Box-labeled dataset extracts:
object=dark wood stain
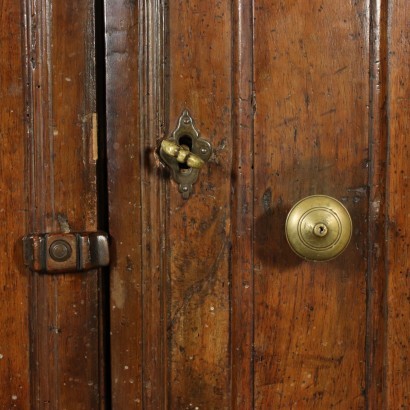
[0,0,410,410]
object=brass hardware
[23,232,110,273]
[159,110,212,199]
[285,195,352,261]
[161,140,205,169]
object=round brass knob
[285,195,352,261]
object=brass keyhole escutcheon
[285,195,352,261]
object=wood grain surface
[23,0,102,409]
[254,0,369,409]
[384,0,410,409]
[0,0,30,409]
[101,0,408,409]
[105,1,143,409]
[167,0,232,409]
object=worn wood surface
[101,0,408,409]
[23,1,103,409]
[254,0,369,409]
[0,0,30,409]
[230,0,255,410]
[366,0,388,409]
[384,0,410,409]
[167,0,232,409]
[105,1,143,409]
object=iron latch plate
[23,232,110,273]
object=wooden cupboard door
[0,0,104,410]
[105,0,410,409]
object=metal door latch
[23,232,110,273]
[159,110,212,199]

▶ Request
Update the records by replacing "brass" with "bronze" everywhere it appears and rewrite all the lines with nothing else changed. Leave the pictures out of your answer.

▶ Answer to this problem
object=dark wood stain
[0,0,410,410]
object=bronze hardware
[23,232,110,273]
[159,110,212,199]
[285,195,352,261]
[161,140,205,169]
object=round bronze knob
[285,195,352,261]
object=bronze keyhole escutcheon
[285,195,352,261]
object=wood grain surface
[23,0,102,409]
[254,0,369,409]
[384,0,410,409]
[0,0,30,409]
[101,0,408,409]
[105,1,143,409]
[167,0,232,409]
object=worn wood surface
[101,0,408,409]
[23,1,103,409]
[254,0,369,409]
[0,0,30,409]
[230,0,255,410]
[366,0,388,409]
[384,0,410,409]
[167,0,232,409]
[105,1,143,409]
object=iron latch plate
[23,232,110,273]
object=wooden cupboard door
[0,0,104,410]
[105,0,410,409]
object=metal door latch
[23,232,110,273]
[159,110,212,199]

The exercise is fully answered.